§ **The request**
Lay out the items below as a numbered list, one item per number, with no blank lines between them.

>> start Material to process

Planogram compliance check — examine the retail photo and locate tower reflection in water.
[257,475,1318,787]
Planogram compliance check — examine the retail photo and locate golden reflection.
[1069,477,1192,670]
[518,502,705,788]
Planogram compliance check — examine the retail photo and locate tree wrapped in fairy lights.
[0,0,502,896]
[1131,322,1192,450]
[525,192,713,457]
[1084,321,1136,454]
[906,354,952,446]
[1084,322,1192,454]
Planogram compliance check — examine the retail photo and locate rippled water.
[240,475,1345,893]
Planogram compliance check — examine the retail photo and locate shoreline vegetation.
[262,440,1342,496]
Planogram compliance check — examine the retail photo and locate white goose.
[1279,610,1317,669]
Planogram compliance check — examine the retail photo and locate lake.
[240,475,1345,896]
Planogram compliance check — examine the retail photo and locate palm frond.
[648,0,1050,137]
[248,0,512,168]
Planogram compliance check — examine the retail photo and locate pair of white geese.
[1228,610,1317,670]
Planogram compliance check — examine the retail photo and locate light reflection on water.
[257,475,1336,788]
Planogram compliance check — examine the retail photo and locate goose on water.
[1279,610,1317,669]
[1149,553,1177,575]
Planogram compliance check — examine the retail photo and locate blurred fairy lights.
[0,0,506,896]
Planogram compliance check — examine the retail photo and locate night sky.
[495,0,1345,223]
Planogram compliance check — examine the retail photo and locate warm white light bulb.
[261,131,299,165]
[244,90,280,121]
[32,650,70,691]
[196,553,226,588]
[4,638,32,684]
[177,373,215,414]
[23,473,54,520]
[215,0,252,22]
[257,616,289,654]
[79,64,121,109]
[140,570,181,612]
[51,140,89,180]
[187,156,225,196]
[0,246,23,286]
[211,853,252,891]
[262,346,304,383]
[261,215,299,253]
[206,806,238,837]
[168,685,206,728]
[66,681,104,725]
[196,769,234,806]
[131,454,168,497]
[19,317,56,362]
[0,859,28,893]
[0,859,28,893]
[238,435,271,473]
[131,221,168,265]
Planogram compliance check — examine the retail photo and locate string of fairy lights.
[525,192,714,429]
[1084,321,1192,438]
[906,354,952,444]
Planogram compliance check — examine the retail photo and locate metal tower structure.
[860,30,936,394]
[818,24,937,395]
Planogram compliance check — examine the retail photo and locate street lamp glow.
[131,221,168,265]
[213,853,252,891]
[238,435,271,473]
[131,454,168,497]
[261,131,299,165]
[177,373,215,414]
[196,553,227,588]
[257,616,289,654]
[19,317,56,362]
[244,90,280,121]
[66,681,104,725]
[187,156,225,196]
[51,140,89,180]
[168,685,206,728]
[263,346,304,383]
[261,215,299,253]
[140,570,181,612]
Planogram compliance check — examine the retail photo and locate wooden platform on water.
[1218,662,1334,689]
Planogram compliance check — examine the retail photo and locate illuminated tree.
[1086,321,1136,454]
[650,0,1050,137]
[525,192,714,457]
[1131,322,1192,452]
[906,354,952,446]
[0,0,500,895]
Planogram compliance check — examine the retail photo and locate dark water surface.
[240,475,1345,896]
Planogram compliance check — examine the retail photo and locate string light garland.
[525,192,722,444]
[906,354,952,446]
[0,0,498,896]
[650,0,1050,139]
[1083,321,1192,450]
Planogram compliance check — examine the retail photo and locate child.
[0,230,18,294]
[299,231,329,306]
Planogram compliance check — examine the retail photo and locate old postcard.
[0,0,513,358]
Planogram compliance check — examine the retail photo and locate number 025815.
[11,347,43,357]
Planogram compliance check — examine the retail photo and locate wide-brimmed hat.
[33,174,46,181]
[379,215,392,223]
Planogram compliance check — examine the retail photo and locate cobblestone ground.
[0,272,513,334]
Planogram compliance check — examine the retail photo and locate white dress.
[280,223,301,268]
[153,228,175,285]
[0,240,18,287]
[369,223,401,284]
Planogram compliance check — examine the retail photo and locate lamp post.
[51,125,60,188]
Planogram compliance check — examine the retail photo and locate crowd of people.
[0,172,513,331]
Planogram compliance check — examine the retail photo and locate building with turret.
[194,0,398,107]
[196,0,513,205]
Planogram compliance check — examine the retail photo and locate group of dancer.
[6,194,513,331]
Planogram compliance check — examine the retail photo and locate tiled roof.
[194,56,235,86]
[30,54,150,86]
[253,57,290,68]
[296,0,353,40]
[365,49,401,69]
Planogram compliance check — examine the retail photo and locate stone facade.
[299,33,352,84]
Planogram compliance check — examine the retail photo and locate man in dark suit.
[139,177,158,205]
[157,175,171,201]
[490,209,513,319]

>> end Material to process

§ **Written solution**
1. Planogram compliance check — examine the retail photo and locate tower reflection in water.
2. [257,475,1318,787]
3. Planogram compliance check — examine the retail photo and locate golden reflection.
4. [1069,477,1192,670]
5. [518,502,705,788]
6. Planogram compliance check — examine the retail photo and locate tree wrapped in fairy lights.
7. [0,0,502,896]
8. [1131,322,1192,450]
9. [525,192,713,457]
10. [1084,321,1136,454]
11. [906,354,952,446]
12. [1084,322,1192,454]
13. Planogram compliance check — examine the retail photo and locate rippled water.
14. [240,475,1345,893]
15. Planogram compliance check — examine the retail photo and locate shoreline vegetation.
16. [262,440,1342,496]
17. Planogram compliance check — examine the retail photo and locate white goose.
18. [1279,610,1317,669]
19. Planogram compliance check — examine the retail photo and locate lake.
20. [240,475,1345,896]
21. Planogram compliance check — examine the retail photo and locate palm frond.
22. [648,0,1050,137]
23. [248,0,512,168]
24. Planogram compliance check — examine the retail photo and locate pair of white geese.
25. [1228,610,1317,670]
26. Planogram compliance check — examine the retail photo and locate light reflection on water.
27. [257,475,1336,788]
28. Planogram compliance check — examine the retail photo and locate goose on water.
29. [1279,610,1317,669]
30. [1149,553,1177,575]
31. Planogram compliance check — examine the retail photo and locate blurred fairy lights.
32. [0,0,506,896]
33. Planogram compliance check — examine the retail photo and locate night sky.
34. [495,0,1345,223]
35. Planogram compliance check — examine the retail photo and locate warm white light bulb.
36. [261,131,299,165]
37. [244,90,280,121]
38. [32,650,70,691]
39. [196,553,226,588]
40. [4,638,32,684]
41. [177,373,215,414]
42. [23,473,54,520]
43. [215,0,252,22]
44. [257,616,289,654]
45. [79,64,121,109]
46. [140,570,181,612]
47. [51,140,89,180]
48. [187,156,225,196]
49. [0,246,23,286]
50. [211,853,252,891]
51. [262,346,304,383]
52. [261,215,299,253]
53. [206,806,238,837]
54. [168,685,206,728]
55. [66,681,104,725]
56. [196,769,234,806]
57. [131,454,168,497]
58. [19,317,56,362]
59. [0,859,28,893]
60. [0,859,28,893]
61. [238,435,271,473]
62. [131,221,168,265]
63. Planogram compliance check — examine the retail photo and locate string of fairy lights.
64. [525,192,714,429]
65. [1084,321,1192,438]
66. [906,354,952,444]
67. Planogram compliance check — examine the retail photo and locate metal tower structure.
68. [860,30,936,394]
69. [818,24,937,395]
70. Planogram compliance check — examine the retail photo and locate street lamp glow.
71. [131,221,168,265]
72. [213,853,252,891]
73. [238,435,271,473]
74. [131,454,168,497]
75. [261,131,299,165]
76. [177,373,215,414]
77. [196,553,227,588]
78. [257,616,289,654]
79. [19,317,56,362]
80. [244,90,280,121]
81. [66,681,104,725]
82. [187,156,225,196]
83. [51,140,89,180]
84. [168,685,206,728]
85. [263,346,304,383]
86. [261,215,299,253]
87. [140,570,181,612]
88. Planogram compliance check — examine the retail photo and locate wooden platform on water.
89. [1218,662,1334,689]
90. Planogram compliance check — examine the retail photo and locate illuminated tree.
91. [1086,321,1136,454]
92. [650,0,1050,137]
93. [525,192,714,457]
94. [1131,322,1192,452]
95. [906,354,952,446]
96. [0,0,500,895]
97. Planogram compliance check — examine the retail photo and locate dark water surface.
98. [240,475,1345,896]
99. Planogram compliance check — examine the retail photo and locate string light garland.
100. [525,192,722,444]
101. [906,354,952,446]
102. [0,0,498,896]
103. [650,0,1050,139]
104. [1083,321,1192,450]
105. Planogram compliance check — examine the retail photo and locate child.
106. [0,230,18,294]
107. [299,231,329,306]
108. Planogram compliance check — examine the retail photo and locate old postcard.
109. [0,0,513,358]
110. Planogram compliance check — examine the retail photo and locate number 025815.
111. [11,347,43,357]
112. Planogram compliance check — examine the retail photo and locate wide-brimmed hat.
113. [33,174,46,181]
114. [379,215,392,223]
115. Planogram compliance check — examine the retail photo and locate cobblestone ground.
116. [0,272,513,334]
117. Planogram compliance check — examine the retail photo and locate white dress.
118. [280,223,301,268]
119. [153,228,175,285]
120. [0,240,18,287]
121. [369,223,401,284]
122. Planogram compliance check — examine the retail photo and locate lamp post.
123. [51,125,60,188]
124. Planogram compliance check — examine the retail photo and locate crowd of people.
125. [0,172,513,331]
126. Planogram compliance check — examine the retail photo and locate building with turret.
127. [194,0,398,107]
128. [196,0,513,205]
129. Planogram compliance check — examine the retail photo and locate group of dancer.
130. [6,194,513,331]
131. Planogram compliance check — examine the retail photo and locate tiled roof.
132. [194,56,235,86]
133. [30,54,150,86]
134. [253,57,290,68]
135. [296,0,353,40]
136. [365,49,401,69]
137. Planogram compliance check — examine the retail photo and locate stone facade.
138. [299,33,352,84]
139. Planogram compliance check — examine the retail photo and locate man in dark suit.
140. [139,177,158,205]
141. [157,175,171,201]
142. [490,209,513,319]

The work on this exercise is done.